Consignes — D'après l'extrait à lire, au bout de combien d'années la personne interrogée et Patrice Leconte ont-ils repris contact ?

Alexandre Coutelis. Gilles Fonlupt / Casterman ©

Vous avez dans cet album un dessin enthousiasmant. On se souvient de votre dernier album Le Député. Vous aviez connu Patrice Leconte à Pilote autrefois. Comment vous êtes-vous retrouvé ?

C’est très simple. Je suivais son travail et il y a quelques années j’ai reçu les vœux de Gotlib par mail, avec dans les adresses celle de Leconte. Je lui ai écrit et il m’a répondu. On a repris contact 45 ans après comme si c’était hier. Et puis j’habite une maison en Provence où il a lui aussi une maison pas très loin.

Comment vous-a-t-il proposé ce sujet ?

Entrées —
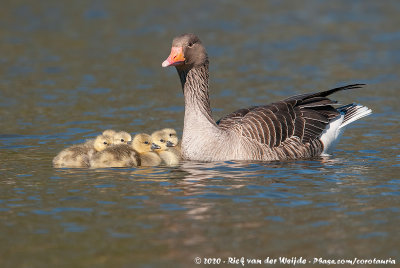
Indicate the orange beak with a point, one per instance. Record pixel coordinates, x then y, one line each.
175 58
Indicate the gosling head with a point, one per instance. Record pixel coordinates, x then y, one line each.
142 143
159 140
109 132
102 142
122 137
171 136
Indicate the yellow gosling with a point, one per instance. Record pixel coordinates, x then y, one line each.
142 144
122 137
77 156
119 155
172 141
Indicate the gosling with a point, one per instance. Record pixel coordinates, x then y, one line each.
142 144
173 141
122 137
77 156
119 155
160 146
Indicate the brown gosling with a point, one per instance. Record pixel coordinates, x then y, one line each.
160 146
142 143
77 156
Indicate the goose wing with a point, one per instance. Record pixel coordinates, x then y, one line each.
304 116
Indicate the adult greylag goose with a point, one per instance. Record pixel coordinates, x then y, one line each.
78 156
302 126
164 148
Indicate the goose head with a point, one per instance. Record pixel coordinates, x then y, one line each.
102 142
122 137
171 137
142 143
187 52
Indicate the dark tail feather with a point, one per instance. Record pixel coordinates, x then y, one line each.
324 93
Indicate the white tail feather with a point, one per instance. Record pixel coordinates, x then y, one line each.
335 128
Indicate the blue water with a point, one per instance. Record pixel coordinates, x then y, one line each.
70 70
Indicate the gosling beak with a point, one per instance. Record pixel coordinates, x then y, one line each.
155 146
175 57
170 144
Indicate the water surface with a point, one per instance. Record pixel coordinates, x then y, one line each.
69 70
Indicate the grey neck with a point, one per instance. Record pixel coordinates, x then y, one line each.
195 89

Réponse écrite — Au bout de 45 ans.